[EXERCISE DETAILS]: Once the line with "For this dataset, tag each instance of the man's nose" is found, return it along with every line after it, exactly, through the end of the material.

[SUPPLIED DATA]:
----------------------------------------
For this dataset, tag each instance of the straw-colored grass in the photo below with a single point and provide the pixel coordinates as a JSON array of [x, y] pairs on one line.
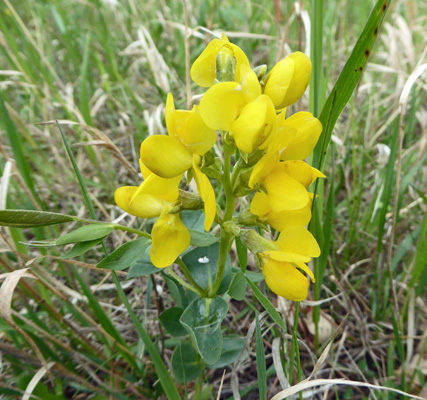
[[103, 69]]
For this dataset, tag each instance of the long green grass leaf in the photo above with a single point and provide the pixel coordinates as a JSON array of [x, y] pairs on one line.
[[274, 314], [348, 79], [260, 361], [16, 145], [165, 379]]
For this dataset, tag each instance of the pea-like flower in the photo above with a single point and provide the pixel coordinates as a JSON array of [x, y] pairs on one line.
[[154, 198], [170, 156], [203, 71], [241, 109], [288, 80], [260, 206], [170, 237], [281, 268], [285, 183]]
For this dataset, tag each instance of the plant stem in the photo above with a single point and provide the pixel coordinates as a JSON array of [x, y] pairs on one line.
[[225, 237], [294, 348], [131, 230], [188, 275]]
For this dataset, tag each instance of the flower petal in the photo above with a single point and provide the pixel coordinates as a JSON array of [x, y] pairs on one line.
[[143, 206], [165, 156], [278, 80], [221, 105], [251, 128], [196, 136], [260, 205], [163, 188], [251, 87], [123, 195], [307, 270], [307, 130], [170, 238], [284, 219], [203, 71], [301, 171], [300, 78], [206, 192], [263, 167], [297, 239], [285, 280], [285, 193], [285, 256]]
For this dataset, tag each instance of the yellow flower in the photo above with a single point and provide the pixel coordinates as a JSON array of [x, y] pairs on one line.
[[285, 183], [203, 71], [288, 80], [169, 156], [151, 197], [281, 268], [170, 238], [260, 206], [241, 109], [205, 189], [296, 136]]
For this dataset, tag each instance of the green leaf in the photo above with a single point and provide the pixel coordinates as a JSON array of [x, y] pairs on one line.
[[242, 254], [185, 363], [143, 266], [348, 79], [274, 314], [86, 233], [81, 248], [203, 264], [254, 276], [238, 287], [159, 366], [202, 239], [30, 218], [421, 256], [194, 220], [202, 320], [260, 362], [231, 349], [170, 320], [17, 147], [176, 290], [126, 255]]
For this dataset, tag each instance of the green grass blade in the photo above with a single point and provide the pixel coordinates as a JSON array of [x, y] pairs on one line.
[[165, 379], [15, 143], [274, 314], [84, 76], [316, 55], [79, 176], [349, 78], [260, 362]]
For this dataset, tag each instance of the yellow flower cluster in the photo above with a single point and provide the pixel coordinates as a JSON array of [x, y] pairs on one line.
[[249, 111]]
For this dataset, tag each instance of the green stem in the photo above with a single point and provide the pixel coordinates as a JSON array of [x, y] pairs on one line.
[[188, 275], [115, 226], [226, 237], [185, 284], [294, 348], [131, 230]]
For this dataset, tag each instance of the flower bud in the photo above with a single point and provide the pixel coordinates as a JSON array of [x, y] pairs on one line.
[[255, 242]]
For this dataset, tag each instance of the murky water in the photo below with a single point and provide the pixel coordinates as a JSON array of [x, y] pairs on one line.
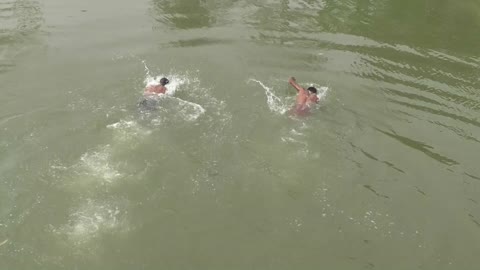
[[217, 175]]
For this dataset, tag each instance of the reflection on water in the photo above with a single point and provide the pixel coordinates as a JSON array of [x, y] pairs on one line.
[[183, 14], [217, 174], [19, 20]]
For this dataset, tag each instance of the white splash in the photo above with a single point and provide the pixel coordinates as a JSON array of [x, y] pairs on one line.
[[275, 104], [281, 106], [91, 219], [126, 130], [173, 106]]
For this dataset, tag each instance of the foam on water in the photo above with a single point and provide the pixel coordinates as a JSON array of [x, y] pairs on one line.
[[127, 130], [171, 105], [280, 105], [91, 219], [275, 104]]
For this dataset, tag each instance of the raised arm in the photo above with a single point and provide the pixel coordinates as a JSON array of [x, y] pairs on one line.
[[294, 83]]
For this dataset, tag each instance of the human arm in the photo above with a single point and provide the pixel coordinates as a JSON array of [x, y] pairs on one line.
[[293, 82]]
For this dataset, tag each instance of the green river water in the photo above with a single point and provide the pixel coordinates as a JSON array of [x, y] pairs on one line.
[[384, 174]]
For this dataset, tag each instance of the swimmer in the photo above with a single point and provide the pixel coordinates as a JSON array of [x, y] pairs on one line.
[[157, 89], [149, 102], [306, 99]]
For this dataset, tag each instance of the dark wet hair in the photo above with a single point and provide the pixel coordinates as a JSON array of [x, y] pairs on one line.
[[312, 89], [164, 81]]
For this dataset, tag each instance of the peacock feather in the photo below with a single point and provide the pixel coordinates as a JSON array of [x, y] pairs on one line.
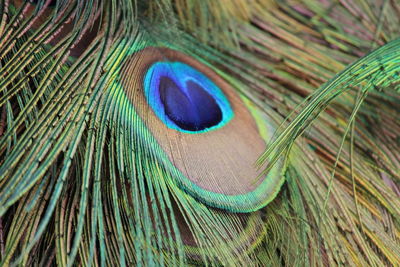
[[199, 133]]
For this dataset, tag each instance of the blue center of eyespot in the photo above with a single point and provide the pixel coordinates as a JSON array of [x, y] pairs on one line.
[[185, 99]]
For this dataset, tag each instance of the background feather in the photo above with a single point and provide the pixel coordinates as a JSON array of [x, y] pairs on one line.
[[81, 181]]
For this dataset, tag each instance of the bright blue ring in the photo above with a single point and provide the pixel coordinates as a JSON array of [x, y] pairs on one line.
[[180, 74]]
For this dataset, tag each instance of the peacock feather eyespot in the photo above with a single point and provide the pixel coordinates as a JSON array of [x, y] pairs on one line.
[[185, 99], [206, 134]]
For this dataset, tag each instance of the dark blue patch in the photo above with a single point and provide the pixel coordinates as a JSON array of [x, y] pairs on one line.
[[192, 109], [185, 99]]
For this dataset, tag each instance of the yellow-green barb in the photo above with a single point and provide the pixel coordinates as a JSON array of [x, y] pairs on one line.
[[89, 175]]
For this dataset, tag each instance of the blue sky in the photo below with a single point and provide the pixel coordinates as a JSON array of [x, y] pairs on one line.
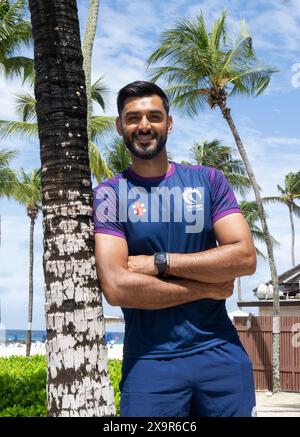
[[127, 34]]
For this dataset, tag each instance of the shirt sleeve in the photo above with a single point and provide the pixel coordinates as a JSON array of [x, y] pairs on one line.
[[106, 211], [223, 199]]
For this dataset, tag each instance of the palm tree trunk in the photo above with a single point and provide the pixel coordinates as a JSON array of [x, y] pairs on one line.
[[30, 297], [293, 235], [239, 287], [87, 50], [77, 371], [276, 307]]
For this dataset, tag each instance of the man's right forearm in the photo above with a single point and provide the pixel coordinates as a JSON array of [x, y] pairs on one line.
[[135, 290]]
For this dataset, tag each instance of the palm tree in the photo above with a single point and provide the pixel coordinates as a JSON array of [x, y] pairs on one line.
[[117, 155], [28, 192], [26, 126], [205, 68], [77, 373], [288, 195], [213, 154], [15, 31], [8, 177], [250, 212], [93, 92]]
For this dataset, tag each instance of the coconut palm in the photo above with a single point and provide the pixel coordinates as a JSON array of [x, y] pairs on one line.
[[8, 178], [26, 126], [288, 195], [250, 212], [117, 155], [28, 193], [15, 31], [204, 68], [77, 373], [213, 154], [93, 92]]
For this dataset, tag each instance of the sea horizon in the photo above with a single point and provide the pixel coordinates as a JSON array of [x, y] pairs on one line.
[[39, 335]]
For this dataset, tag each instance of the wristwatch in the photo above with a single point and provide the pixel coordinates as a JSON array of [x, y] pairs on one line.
[[162, 262]]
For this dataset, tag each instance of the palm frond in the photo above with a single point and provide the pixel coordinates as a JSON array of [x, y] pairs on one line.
[[218, 33], [101, 125], [28, 191], [296, 209], [8, 177], [99, 91], [274, 199], [26, 107], [117, 155], [98, 165]]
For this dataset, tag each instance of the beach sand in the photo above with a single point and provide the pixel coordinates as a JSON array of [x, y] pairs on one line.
[[114, 353]]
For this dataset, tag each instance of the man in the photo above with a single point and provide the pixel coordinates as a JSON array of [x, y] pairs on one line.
[[157, 225]]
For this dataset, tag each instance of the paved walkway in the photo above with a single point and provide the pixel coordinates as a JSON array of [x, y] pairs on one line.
[[283, 404]]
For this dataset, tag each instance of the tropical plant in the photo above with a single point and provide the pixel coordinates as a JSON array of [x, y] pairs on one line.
[[77, 373], [117, 155], [204, 68], [93, 92], [213, 154], [28, 193], [8, 178], [15, 32], [250, 212], [26, 127], [288, 196]]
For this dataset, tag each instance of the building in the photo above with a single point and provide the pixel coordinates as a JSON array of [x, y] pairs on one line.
[[289, 293]]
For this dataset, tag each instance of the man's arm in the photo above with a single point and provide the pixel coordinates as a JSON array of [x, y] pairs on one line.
[[136, 290], [235, 256]]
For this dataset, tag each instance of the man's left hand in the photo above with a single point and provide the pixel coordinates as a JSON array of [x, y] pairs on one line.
[[142, 264]]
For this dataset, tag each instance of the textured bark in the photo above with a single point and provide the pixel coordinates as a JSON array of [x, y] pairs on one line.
[[30, 297], [239, 287], [87, 50], [77, 372], [293, 235], [276, 306]]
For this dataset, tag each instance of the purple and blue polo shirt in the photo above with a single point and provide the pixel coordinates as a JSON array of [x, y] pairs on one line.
[[174, 213]]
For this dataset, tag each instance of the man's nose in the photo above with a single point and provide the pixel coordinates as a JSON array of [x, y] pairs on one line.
[[144, 124]]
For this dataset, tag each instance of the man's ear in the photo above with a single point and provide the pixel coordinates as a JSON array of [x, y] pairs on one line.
[[170, 124], [119, 126]]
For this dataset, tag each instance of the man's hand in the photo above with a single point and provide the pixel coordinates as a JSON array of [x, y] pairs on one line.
[[145, 264], [142, 264]]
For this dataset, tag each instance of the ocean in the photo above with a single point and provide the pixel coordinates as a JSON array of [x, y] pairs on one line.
[[20, 335]]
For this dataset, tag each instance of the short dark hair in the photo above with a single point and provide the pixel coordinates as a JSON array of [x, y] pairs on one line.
[[141, 88]]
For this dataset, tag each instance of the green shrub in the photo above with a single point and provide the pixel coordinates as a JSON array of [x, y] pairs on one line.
[[23, 385]]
----------------------------------------
[WRITTEN SOLUTION]:
For this dataset, tag each instance of the man's nose in the photo above with a single point and provide the pixel coordinates as a JSON array of [x, y] pairs on one line.
[[144, 124]]
For this dataset, tag each instance of the man's ear in the photo above with a single point and provide the pixel coordinates as a JSON array of [x, y] pairs on one line.
[[170, 124], [119, 126]]
For this dataset, tag each instance of the man's hand in the photo above with a single point and provide the pixel coordinates as a JSON array of [x, y] pairs on one line.
[[145, 264], [142, 264]]
For this dataset, tag each instance of the ocean in the photo above with a single point and provide the pixel coordinates as a JSON array of [x, y] pairs on one line.
[[20, 335]]
For this dataset, tag each instance of the short dark hair in the photo above with a single point and provide the pixel coordinates as a JSON array of [x, y] pairs on one line.
[[141, 88]]
For this dataset, tag each instance of the green shrub in the photo above with a single point and provide the pixel coordinates as a JSON array of [x, y] pairs on one line.
[[23, 385]]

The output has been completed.